(Beginning of EXCERPTED TEXT)
So I admit it. I am a fanatic of the show Scandal.  Over the course of seven seasons, the show filled a hole in my soul that I did not know I had.

As a woman of color, it has been difficult to see myself in those who are portrayed on television.  I grew up in the era of the Cosby Show; Mrs. Claire Huxtable, as nice as she was, didn’t cut it.  I wanted to see women who looked like me grappling with real life issues.  I didn’t want to see “perfection” – I wanted to see reality.

Then came Scandal.  Scandal provided a double whammy in a good way – it gave me two strong women of color.  One in Shonda Rhimes, who wrote/produced the show; the other was the strong female lead Olivia Pope (played by Kerry Washington). 

For one, Shonda Rhimes is amazing.  She ripped headlines from the news, as well as from our own personal lives. She has a way of taking so many topics from current events – police shootings, mental health, interracial relationships, #MeToo, and being a black woman at work constantly fighting for respect in a white man’s world– and weaving them into an episode in a flawless, non-preachy manner.  No subject was taboo.  Even though the episodes surrounding the kidnapping of Olivia Pope were a bit much, Shonda subsequently showed what PTSD looks like in real life – self medicating through alcohol, paranoia, and nightmares.
(End of EXCERPTED TEXT)
▸ ACTIVITY
Sum up the post about Scandal in two sentences.
(Beginning of DATA EXTRACTS)
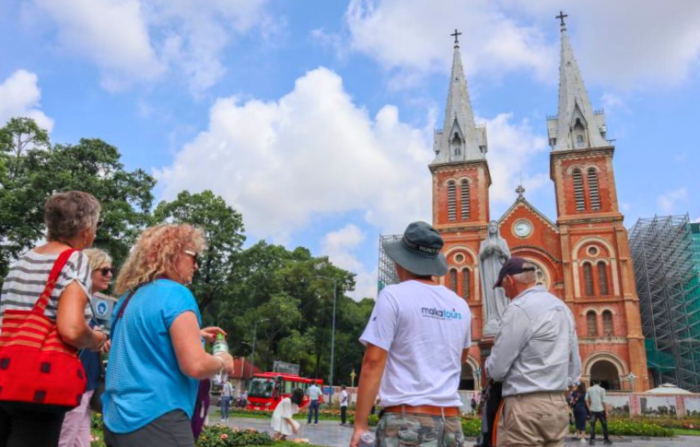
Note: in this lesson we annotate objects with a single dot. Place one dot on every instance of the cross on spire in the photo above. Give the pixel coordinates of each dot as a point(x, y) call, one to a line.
point(456, 35)
point(561, 17)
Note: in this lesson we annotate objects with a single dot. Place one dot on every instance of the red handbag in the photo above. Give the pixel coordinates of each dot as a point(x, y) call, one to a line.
point(36, 366)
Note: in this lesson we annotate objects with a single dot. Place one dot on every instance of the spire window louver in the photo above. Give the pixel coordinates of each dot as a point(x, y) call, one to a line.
point(607, 323)
point(453, 280)
point(452, 200)
point(465, 199)
point(593, 189)
point(588, 279)
point(578, 190)
point(603, 278)
point(592, 324)
point(466, 284)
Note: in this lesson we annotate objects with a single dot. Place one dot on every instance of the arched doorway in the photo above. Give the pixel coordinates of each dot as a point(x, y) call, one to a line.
point(466, 380)
point(607, 373)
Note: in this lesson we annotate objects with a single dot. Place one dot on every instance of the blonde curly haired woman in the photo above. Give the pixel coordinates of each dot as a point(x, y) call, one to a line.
point(157, 354)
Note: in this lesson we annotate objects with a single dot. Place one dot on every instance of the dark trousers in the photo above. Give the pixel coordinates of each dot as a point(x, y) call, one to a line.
point(595, 416)
point(225, 406)
point(313, 409)
point(21, 426)
point(170, 430)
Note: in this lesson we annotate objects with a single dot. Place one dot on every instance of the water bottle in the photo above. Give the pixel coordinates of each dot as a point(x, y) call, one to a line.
point(220, 345)
point(367, 439)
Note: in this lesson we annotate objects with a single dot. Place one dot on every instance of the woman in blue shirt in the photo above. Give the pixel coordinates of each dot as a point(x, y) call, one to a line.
point(157, 355)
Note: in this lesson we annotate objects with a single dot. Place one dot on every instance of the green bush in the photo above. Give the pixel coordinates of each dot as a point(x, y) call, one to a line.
point(221, 436)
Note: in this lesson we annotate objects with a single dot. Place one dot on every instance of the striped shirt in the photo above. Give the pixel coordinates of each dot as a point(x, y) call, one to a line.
point(28, 276)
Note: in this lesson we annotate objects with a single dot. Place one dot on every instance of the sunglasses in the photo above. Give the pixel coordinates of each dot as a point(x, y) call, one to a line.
point(105, 271)
point(194, 254)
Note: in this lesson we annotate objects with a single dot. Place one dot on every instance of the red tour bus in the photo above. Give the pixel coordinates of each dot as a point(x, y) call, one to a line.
point(267, 389)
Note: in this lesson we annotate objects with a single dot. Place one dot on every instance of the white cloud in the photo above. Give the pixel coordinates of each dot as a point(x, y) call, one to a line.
point(340, 247)
point(668, 200)
point(20, 96)
point(138, 40)
point(625, 43)
point(512, 147)
point(413, 37)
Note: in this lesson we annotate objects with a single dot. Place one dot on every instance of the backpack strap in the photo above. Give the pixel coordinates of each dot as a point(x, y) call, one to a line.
point(43, 301)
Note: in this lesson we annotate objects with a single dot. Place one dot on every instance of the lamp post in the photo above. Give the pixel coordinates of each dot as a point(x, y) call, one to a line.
point(255, 335)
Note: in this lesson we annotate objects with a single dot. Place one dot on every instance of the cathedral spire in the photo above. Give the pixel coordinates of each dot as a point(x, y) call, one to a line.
point(576, 126)
point(459, 139)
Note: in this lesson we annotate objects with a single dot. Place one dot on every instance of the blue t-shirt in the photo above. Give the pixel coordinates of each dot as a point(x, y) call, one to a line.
point(144, 380)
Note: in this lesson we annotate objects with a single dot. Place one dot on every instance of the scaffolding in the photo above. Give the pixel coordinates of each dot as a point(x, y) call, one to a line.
point(387, 270)
point(669, 297)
(End of DATA EXTRACTS)
▸ EXPECTED ANSWER
The writer, a woman of color who calls herself a fanatic of Scandal, found it hard to see herself on television until the show gave her two strong women of color: Shonda Rhimes, who wrote and produced it, and lead character Olivia Pope, played by Kerry Washington. She praises Rhimes for weaving current topics such as police shootings, mental health, and #MeToo into episodes in a non-preachy way, and for showing what PTSD looks like in real life after Olivia Pope's kidnapping.